■ Given text ■
◆ ◆ ◆ ◆

Cutaneous T-cell lymphoma (CTCL) is an extranodal non-Hodgkin's lymphoproliferative disease characterized by the infiltration of malignant T-cells into the skin (1). The two most commonly recognized forms of CTCL are mycosis fungoides (MF) and a leukemic variant, Sézary Syndrome (SS). MF, the predominant subtype of cutaneous lymphomas, presents with localized erythematous scaly patches and plaques on the trunk. Overall, this CTCL subtype has an indolent course and a good prognosis. MF patients often live >10–15 years with no further progression until the later stages of the disease. Histologically, the epidermis may show hyperkeratosis, acanthosis, the presence of Pautrier's microabscesses and a notable lack of significant spongiosis. Additionally, a dermal lichenoid infiltrate of atypical T lymphocytes (with atypical/cerebriform nuclei) and minimal papillary dermal fibrosis are often observed (2–4). SS is an aggressive subtype of CTCL with a poor prognosis and a mean disease-specific survival of only 2–4 years (5). SS patients present with erythroderma, pruritus, generalized lymphadenopathy, and circulating malignant T cells (6). The disease develops either de novo or evolves from an idiopathic erythroderma (7).

◆ ◆ ◆ ◆

■ Data records ■
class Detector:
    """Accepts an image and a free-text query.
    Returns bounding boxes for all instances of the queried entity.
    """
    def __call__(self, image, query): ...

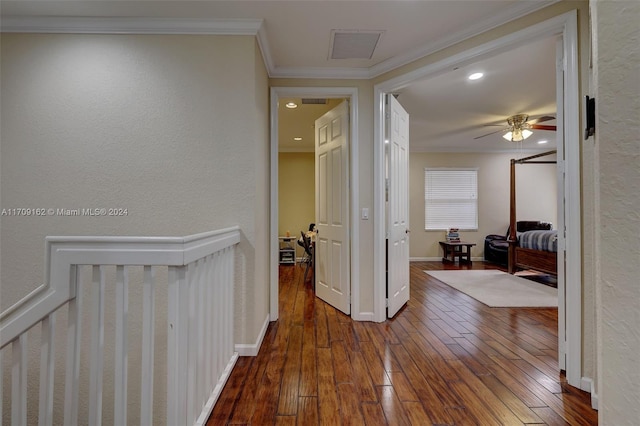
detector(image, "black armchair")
[484,220,553,266]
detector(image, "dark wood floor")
[207,262,598,426]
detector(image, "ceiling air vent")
[302,98,327,105]
[329,30,384,59]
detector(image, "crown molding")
[1,16,262,36]
[0,0,560,80]
[269,67,369,80]
[270,0,561,80]
[369,0,560,78]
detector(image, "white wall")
[585,1,640,425]
[0,34,269,422]
[409,151,557,259]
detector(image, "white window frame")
[424,167,478,231]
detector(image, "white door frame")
[373,10,582,388]
[269,87,361,321]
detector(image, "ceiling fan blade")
[529,115,556,124]
[473,129,508,140]
[530,124,556,132]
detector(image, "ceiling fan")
[474,114,556,142]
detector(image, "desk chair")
[298,231,313,282]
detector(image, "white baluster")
[113,265,129,425]
[167,266,189,425]
[38,313,56,426]
[140,266,155,425]
[89,265,105,426]
[204,254,214,400]
[11,332,27,426]
[64,266,83,426]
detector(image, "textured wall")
[591,1,640,425]
[0,34,269,422]
[409,152,557,258]
[278,152,316,243]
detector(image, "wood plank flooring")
[207,262,598,426]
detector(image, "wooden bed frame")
[508,150,558,275]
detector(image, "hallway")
[207,262,597,426]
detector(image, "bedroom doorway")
[374,11,583,388]
[269,87,359,321]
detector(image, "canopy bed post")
[508,158,518,274]
[508,150,557,275]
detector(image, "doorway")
[269,87,359,321]
[374,11,582,388]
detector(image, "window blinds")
[424,168,478,230]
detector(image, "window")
[424,168,478,230]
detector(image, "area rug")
[425,269,558,308]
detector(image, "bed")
[508,151,558,275]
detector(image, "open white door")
[387,95,409,318]
[556,39,567,370]
[315,101,351,315]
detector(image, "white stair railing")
[0,227,240,425]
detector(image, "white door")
[315,101,351,314]
[387,96,409,318]
[556,39,567,370]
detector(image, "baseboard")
[235,315,269,356]
[580,377,598,410]
[194,353,238,426]
[352,312,375,322]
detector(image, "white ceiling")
[1,0,556,151]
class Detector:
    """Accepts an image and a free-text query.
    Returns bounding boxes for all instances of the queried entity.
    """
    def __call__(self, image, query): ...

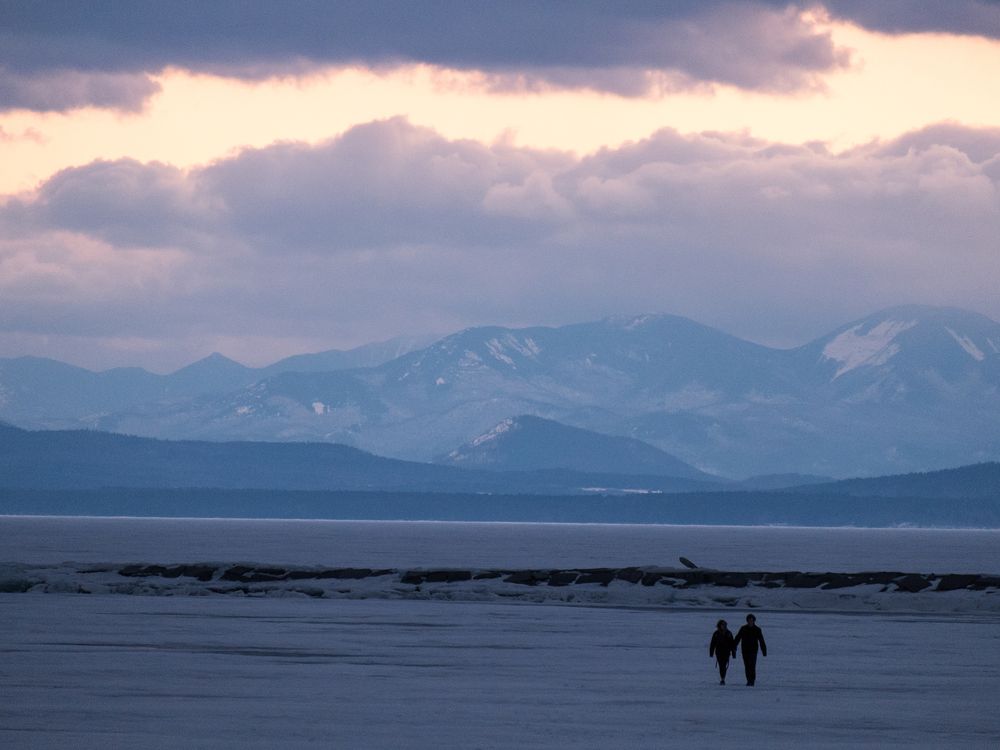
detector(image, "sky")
[0,0,1000,372]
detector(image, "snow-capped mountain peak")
[823,320,917,379]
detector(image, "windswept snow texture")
[0,516,1000,574]
[0,517,1000,750]
[0,594,1000,750]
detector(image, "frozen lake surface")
[7,517,1000,750]
[0,594,1000,750]
[0,516,1000,573]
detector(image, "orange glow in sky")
[0,24,1000,194]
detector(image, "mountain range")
[0,306,1000,478]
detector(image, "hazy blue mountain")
[795,305,1000,405]
[438,414,712,478]
[7,306,1000,477]
[260,336,440,377]
[0,423,714,494]
[809,462,1000,503]
[0,337,436,437]
[728,474,834,491]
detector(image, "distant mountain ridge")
[0,337,429,429]
[436,414,719,481]
[0,423,716,494]
[0,306,1000,477]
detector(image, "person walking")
[733,615,767,686]
[708,620,736,685]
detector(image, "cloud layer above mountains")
[0,0,847,111]
[0,118,1000,367]
[7,0,1000,111]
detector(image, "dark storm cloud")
[0,119,1000,364]
[0,0,847,110]
[823,0,1000,39]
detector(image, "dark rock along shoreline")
[109,563,1000,593]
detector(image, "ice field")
[0,594,1000,750]
[0,518,1000,750]
[0,516,1000,573]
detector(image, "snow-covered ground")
[0,594,1000,750]
[0,516,1000,574]
[0,517,1000,750]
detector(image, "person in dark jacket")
[733,615,767,685]
[708,620,736,685]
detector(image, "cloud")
[823,0,1000,39]
[0,0,848,110]
[0,119,1000,365]
[0,67,160,112]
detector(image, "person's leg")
[743,654,757,685]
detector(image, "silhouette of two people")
[708,615,767,685]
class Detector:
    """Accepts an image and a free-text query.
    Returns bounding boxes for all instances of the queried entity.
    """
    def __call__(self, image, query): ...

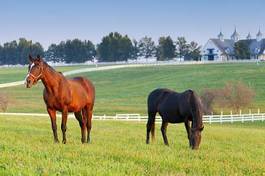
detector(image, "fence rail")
[0,113,265,124]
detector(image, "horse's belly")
[167,116,184,123]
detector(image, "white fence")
[0,112,265,124]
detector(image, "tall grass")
[0,116,265,175]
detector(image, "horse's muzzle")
[25,79,33,88]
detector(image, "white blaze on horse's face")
[24,63,35,87]
[25,62,42,88]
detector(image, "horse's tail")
[146,91,157,143]
[190,90,203,127]
[80,77,96,110]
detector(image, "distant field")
[0,116,265,176]
[0,63,265,114]
[0,65,94,84]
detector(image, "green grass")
[0,63,265,114]
[0,116,265,175]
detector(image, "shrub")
[0,93,8,112]
[201,81,255,114]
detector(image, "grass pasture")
[0,116,265,176]
[0,63,265,114]
[0,63,265,176]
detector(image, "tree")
[45,39,96,63]
[131,39,139,60]
[138,36,156,58]
[157,36,176,60]
[176,37,189,58]
[97,32,133,62]
[0,38,44,65]
[184,41,201,61]
[234,40,250,59]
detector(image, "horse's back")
[148,89,198,123]
[68,77,95,106]
[147,89,173,112]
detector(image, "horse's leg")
[61,108,68,144]
[86,108,93,143]
[47,108,59,143]
[82,108,88,143]
[74,111,85,142]
[185,119,191,147]
[161,121,168,145]
[146,112,156,144]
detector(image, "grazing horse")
[146,89,203,149]
[25,55,95,144]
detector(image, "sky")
[0,0,265,49]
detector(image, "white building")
[201,29,265,61]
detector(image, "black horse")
[146,89,203,149]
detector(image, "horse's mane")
[43,61,64,77]
[190,90,203,127]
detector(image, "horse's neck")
[41,65,65,94]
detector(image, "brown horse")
[25,55,95,144]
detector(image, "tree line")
[0,32,248,65]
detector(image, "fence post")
[240,109,244,123]
[220,111,223,124]
[230,110,234,123]
[209,112,213,124]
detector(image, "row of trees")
[0,32,200,65]
[0,38,44,65]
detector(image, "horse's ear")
[36,55,43,62]
[29,54,34,63]
[200,126,204,131]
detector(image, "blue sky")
[0,0,265,49]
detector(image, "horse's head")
[25,55,43,88]
[190,126,204,149]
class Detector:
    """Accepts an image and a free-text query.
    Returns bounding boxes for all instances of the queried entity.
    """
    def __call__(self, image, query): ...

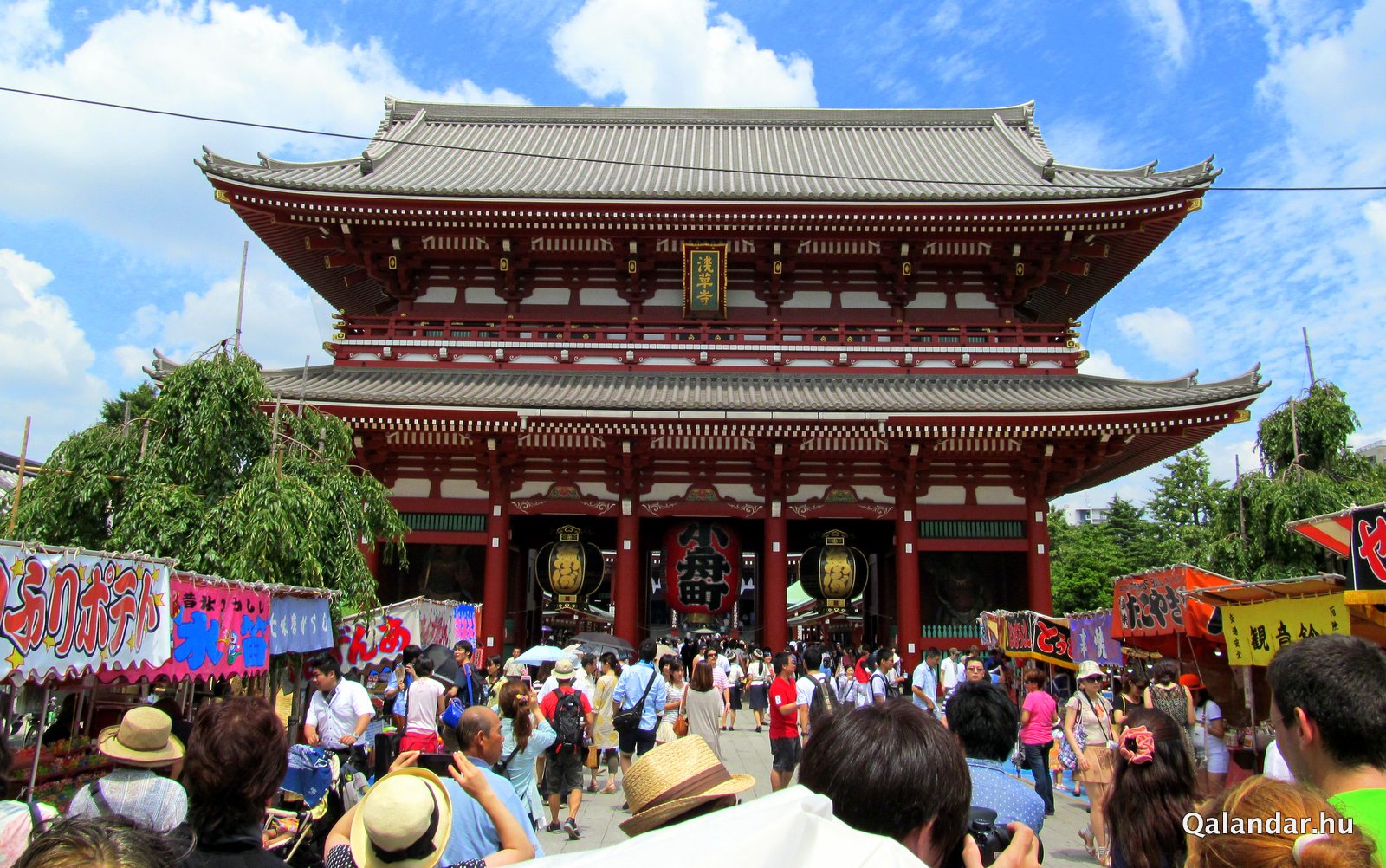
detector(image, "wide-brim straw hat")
[621,735,755,838]
[95,706,183,767]
[351,767,452,868]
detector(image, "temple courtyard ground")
[539,725,1097,866]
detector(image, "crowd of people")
[0,635,1386,868]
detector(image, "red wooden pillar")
[1026,496,1053,614]
[612,496,643,647]
[476,483,510,656]
[761,498,788,655]
[896,481,924,671]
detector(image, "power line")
[10,86,1386,192]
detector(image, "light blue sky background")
[0,0,1386,505]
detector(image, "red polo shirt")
[771,676,799,739]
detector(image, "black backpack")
[808,676,843,728]
[553,690,587,753]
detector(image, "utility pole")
[1300,327,1318,391]
[231,242,251,353]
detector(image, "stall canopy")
[335,596,460,672]
[1183,574,1386,665]
[0,541,173,683]
[1111,563,1234,657]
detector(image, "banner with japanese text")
[269,595,337,655]
[1069,612,1121,665]
[335,598,457,672]
[0,542,172,683]
[105,573,272,681]
[1030,614,1078,670]
[664,519,742,614]
[1349,506,1386,593]
[1222,593,1350,665]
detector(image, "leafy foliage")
[5,353,406,610]
[101,380,157,424]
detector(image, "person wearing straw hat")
[68,706,187,833]
[324,752,534,868]
[621,735,755,838]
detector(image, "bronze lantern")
[534,524,606,607]
[799,531,868,614]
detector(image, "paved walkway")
[527,714,1097,868]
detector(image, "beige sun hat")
[621,735,755,838]
[351,767,452,868]
[97,706,183,768]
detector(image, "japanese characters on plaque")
[1349,506,1386,590]
[664,519,742,614]
[1222,593,1349,665]
[0,543,171,681]
[683,244,728,318]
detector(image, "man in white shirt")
[938,647,963,693]
[794,645,837,742]
[303,653,376,753]
[910,647,941,714]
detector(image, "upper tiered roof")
[198,100,1218,203]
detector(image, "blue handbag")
[438,699,467,729]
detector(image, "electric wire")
[0,86,1386,192]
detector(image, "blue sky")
[0,0,1386,505]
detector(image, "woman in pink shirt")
[1020,669,1059,817]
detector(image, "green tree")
[1208,381,1386,580]
[5,353,406,610]
[101,380,158,424]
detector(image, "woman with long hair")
[1180,672,1231,799]
[1111,671,1150,735]
[1106,709,1197,868]
[654,660,688,745]
[1145,657,1196,739]
[1063,660,1114,865]
[497,681,559,824]
[589,651,621,794]
[1187,776,1379,868]
[683,660,722,760]
[1020,667,1059,817]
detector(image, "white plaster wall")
[390,480,428,498]
[919,485,968,506]
[977,485,1026,506]
[414,286,457,305]
[438,480,490,499]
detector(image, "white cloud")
[550,0,818,107]
[1127,0,1189,68]
[113,263,330,374]
[0,249,107,457]
[1117,308,1199,369]
[1078,349,1131,380]
[0,0,522,258]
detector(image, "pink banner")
[100,573,270,681]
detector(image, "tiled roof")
[252,365,1266,415]
[199,100,1217,203]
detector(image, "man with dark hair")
[612,638,668,773]
[948,681,1044,832]
[303,653,376,755]
[439,706,543,865]
[769,651,802,790]
[1266,635,1386,842]
[910,647,942,714]
[799,702,968,865]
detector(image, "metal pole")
[29,685,53,799]
[5,416,33,540]
[236,240,251,353]
[1300,328,1318,391]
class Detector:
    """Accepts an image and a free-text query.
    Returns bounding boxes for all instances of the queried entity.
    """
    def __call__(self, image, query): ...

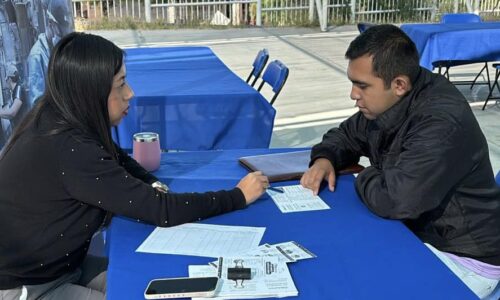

◆ ◆ ◆ ◆

■ Exercise objective ■
Copy out the passage on cutaneous T-cell lymphoma above in full, word for word.

■ Exercise result ■
Cutaneous T-cell lymphoma (CTCL) is an extranodal non-Hodgkin's lymphoproliferative disease characterized by the infiltration of malignant T-cells into the skin (1). The two most commonly recognized forms of CTCL are mycosis fungoides (MF) and a leukemic variant, Sézary Syndrome (SS). MF, the predominant subtype of cutaneous lymphomas, presents with localized erythematous scaly patches and plaques on the trunk. Overall, this CTCL subtype has an indolent course and a good prognosis. MF patients often live >10–15 years with no further progression until the later stages of the disease. Histologically, the epidermis may show hyperkeratosis, acanthosis, the presence of Pautrier's microabscesses and a notable lack of significant spongiosis. Additionally, a dermal lichenoid infiltrate of atypical T lymphocytes (with atypical/cerebriform nuclei) and minimal papillary dermal fibrosis are often observed (2–4). SS is an aggressive subtype of CTCL with a poor prognosis and a mean disease-specific survival of only 2–4 years (5). SS patients present with erythroderma, pruritus, generalized lymphadenopathy, and circulating malignant T cells (6). The disease develops either de novo or evolves from an idiopathic erythroderma (7).